#### REQUIRED ACTIONS:
**1)** Answer these questions about the notebook text, one answer per line with the same letters.
(a) In which method is the XGBoost SageMaker estimator defined?
(b) From which file are the `training_uri` and `validation_uri` loaded?
(c) To what value does the code set the `display.max_colwidth` option?
**2)** Does each statement agree with the notebook text? For each one, answer yes or no and quote the words of the text that decide it.
(a) The `training_uri` and `validation_uri` are loaded from a file in the model directory.
(b) The code raises an exception when the analytics dataframe has no rows.
(c) The selected columns return the last rmse for training only.
**3)** Return the part of the notebook text between "Once the training" and "analytics_df = model_analytics.dataframe()", inclusive, copied exactly.

#### SOURCE TEXT:
************

Follow the code pipeline to wait until the training job is complete

In [None]:
from IPython.core.display import HTML

HTML('<a target="_blank" href="https://{0}.console.aws.amazon.com/codesuite/codepipeline/pipelines/{1}/view?region={0}">Code Pipeline</a>'.format(region, pipeline_name))

While we are waiting for the code pipeline to run, let's take a look at the model `run.py` code.  

* We can see the XGBoost SageMaker estimator define in the `get_training_params` method.
* The `training_uri` and  `validation_uri` are loaded from the `inputData.json` file in the data directory.

In [None]:
!pygmentize ../model/run.py

Once the training and baseline job is complete we can inspect the exeriment metrics.

In [None]:
from sagemaker import analytics
model_analytics = analytics.ExperimentAnalytics(experiment_name=model_name)
analytics_df = model_analytics.dataframe()

if (analytics_df.shape[0] == 0):
    raise(Exception('Please wait.  No training or baseline jobs'))

pd.set_option('display.max_colwidth', 100) # Increase column width to show full copmontent name
cols = ['TrialComponentName', 'DisplayName', 'SageMaker.InstanceType', 
        'train:rmse - Last', 'validation:rmse - Last'] # return the last rmse for training and validation
analytics_df[analytics_df.columns & cols].head(2)

************

#### RECORDED DATA:
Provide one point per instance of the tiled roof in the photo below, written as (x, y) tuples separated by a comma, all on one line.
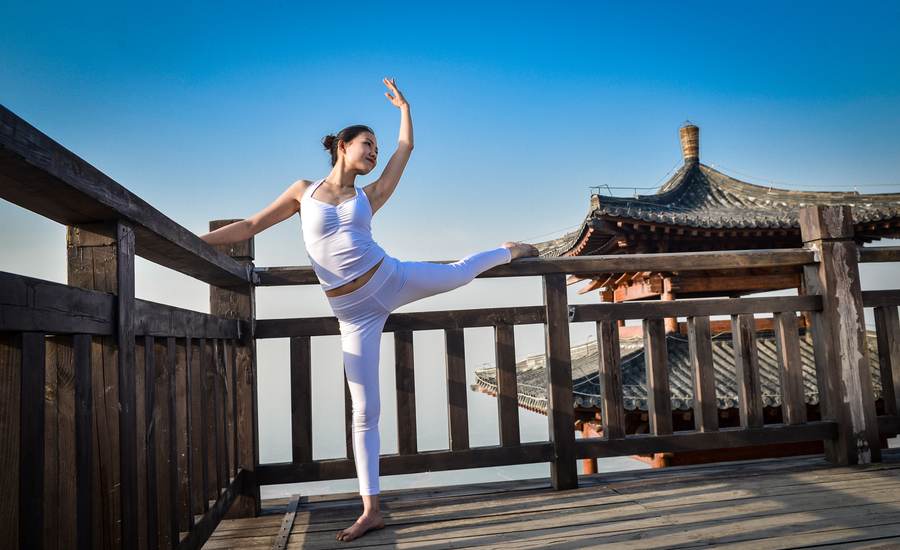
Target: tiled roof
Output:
[(532, 375), (700, 197)]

************

#### SOLUTIONS TO THE TASKS:
**1)**
(a) The `get_training_params` method.
(b) The `inputData.json` file in the data directory.
(c) 100.

**2)**
(a) No: "are loaded from the `inputData.json` file in the data directory."
(b) Yes: "if (analytics_df.shape[0] == 0):"
(c) No: "# return the last rmse for training and validation"

**3)**
Once the training and baseline job is complete we can inspect the exeriment metrics.

In [None]:
from sagemaker import analytics
model_analytics = analytics.ExperimentAnalytics(experiment_name=model_name)
analytics_df = model_analytics.dataframe()